--- Given passage ---
* Begin *

Blog Post by Vivian Wauters, Post Doctoral Fellow
The morning of my dissertation defense, which focused on integrating summer cover crops into vegetable systems, a former farming mentor mentioned to me that he was planting cover crops that same day. This felt like a cosmic gift of perspective at the final test of my academic work in graduate school. It was a reminder of how important it is to cultivate habits as a researcher that keep me in contact with growers so that my work is informed by and dependent on their practical wisdom.
I started graduate school a week after leaving my position as the manager of a small-scale vegetable farm in the fall of 2016. My research interests were to combine academic and farmer ways of knowing to advance our joint understanding of practices that could make farming a more ecologically sustainable practice. Fortunately, I was able to be a part of a collaborative project in which I worked closely with a vegetable grower named Rodrigo, who was interested in using cover crops between spring and fall vegetable production. Together with Rodrigo and another grower, Sarah, we designed and set up on-farm trials for two growing seasons. I took responsibility for most of the data collection and analysis, while they took the lead on field management, and running the rest of their farm operations. I made it a priority to work on the farms whenever I visited to conduct research activities, by helping weed fields, transplant seedlings, harvest crops, or anything else that was needed that day. In turn, the farmers took time out of their operations to co-host field days with me and answer questions.
Working with farmers on their farms was a crucial part of my learning in graduate school. During one of my early visits to Rodrigo’s farm, after checking on my new established cover crop plots, I stayed for a few hours to help weed spring broccoli. While we worked, Rodrigo mentioned some of his personal history of discomfort working with state and federal farming agencies. As a Latino immigrant farmer, his experience with farm loans, grant applications, and county conservation offices differed widely from the experiences I had heard about from other white, US citizen farmers. Further conversations with him and other immigrant growers who were all part of a farming cooperative helped me to better understand the history of discrimination and continuing disconnect with the USDA. Through these conversations, Rodrgio helped me develop a qualitative research component in my dissertation, in which I interviewed farmers and other food systems professionals about the necessary factors for successful collaboration. We found that trust, self-learning, and institutional support are critical to foster authentic and successful collaborations with the group immigrant growers I was working with. Working with these growers made it clear to me the necessity of reaching out beyond the farmers whose life experience was relatively similar to my own.

* End *

--- Exercise A ---
According to the blog post, when did the writer begin graduate school?
--- Exercise B ---
In the blog post, why did the writer regard the mentor's mention of planting cover crops on the morning of the defense as a gift of perspective?
--- Exercise C ---
Carry on writing the blog post about cover crop research with growers, picking up after its final sentence.
The rows after the blog post come from a separate source.

--- Listed entries ---
* Begin *

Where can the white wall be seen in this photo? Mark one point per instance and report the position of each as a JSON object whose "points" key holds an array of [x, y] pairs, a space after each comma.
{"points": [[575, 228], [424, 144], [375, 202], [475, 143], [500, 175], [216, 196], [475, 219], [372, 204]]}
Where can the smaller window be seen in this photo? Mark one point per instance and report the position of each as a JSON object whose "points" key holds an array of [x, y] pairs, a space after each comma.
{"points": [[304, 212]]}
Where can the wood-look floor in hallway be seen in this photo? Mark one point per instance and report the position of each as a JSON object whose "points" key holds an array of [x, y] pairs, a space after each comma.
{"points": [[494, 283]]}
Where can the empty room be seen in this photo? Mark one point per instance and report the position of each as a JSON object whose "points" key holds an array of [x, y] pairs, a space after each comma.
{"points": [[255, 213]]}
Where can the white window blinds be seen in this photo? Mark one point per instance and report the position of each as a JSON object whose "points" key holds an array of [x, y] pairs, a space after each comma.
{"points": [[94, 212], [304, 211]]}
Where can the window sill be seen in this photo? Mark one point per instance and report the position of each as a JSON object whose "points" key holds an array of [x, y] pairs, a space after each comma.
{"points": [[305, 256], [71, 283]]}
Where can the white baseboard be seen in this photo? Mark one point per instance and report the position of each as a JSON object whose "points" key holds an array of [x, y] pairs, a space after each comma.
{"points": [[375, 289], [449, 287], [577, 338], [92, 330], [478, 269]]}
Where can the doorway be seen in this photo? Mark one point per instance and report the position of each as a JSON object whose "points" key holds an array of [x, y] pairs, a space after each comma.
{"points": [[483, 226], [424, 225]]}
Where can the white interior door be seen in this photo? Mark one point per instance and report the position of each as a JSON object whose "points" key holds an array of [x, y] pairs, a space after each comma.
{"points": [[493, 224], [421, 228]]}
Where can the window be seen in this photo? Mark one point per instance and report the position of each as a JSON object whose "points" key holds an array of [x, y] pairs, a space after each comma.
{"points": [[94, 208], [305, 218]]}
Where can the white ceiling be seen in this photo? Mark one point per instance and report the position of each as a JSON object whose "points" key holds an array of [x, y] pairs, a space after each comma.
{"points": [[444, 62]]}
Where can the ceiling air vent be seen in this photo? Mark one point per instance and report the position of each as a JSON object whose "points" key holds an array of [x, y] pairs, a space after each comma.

* End *

--- Written reply A ---
In the fall of 2016, a week after leaving a position as manager of a small-scale vegetable farm.

--- Written reply B ---
The remark reminded the writer how important it is, as a researcher, to cultivate habits that keep one in contact with growers. That contact keeps the research informed by, and dependent on, the growers' practical wisdom.

--- Written reply C ---
During my graduate research I was also fortunate to present a soil health workshop for indigenous growers at the Red Lake Nation Food Summit. Through participation in the Summit I connected with farmers from the Red Lake and White Earth Nations and we worked together for them to use cover crops to help some of the degraded soils they recently regained stewardship over. The growers I was fortunate enough to work with demonstrated the possibility and importance of questioning my colonial academic reductionist training and of learning about indigenous ways of knowing. For these growers, cover crops and soil health go far beyond improvement management practices because they are part of reclaiming food sovereignty, living in relationship with the rest of the world, and healing the Earth through agriculture.
I also made a practice to show up to farmer-focused trainings, workshops, and conferences where I could be in direct conversation with farmers. While attending a Farming While Queer session at a local farming conference, I began to understand the libertatory potential of rethinking of farms beyond the traditional nuclear family model, such that growers can build farms as part of cooperatives based on healthy working relationships instead of as businesses linked by blood or a marriage contract.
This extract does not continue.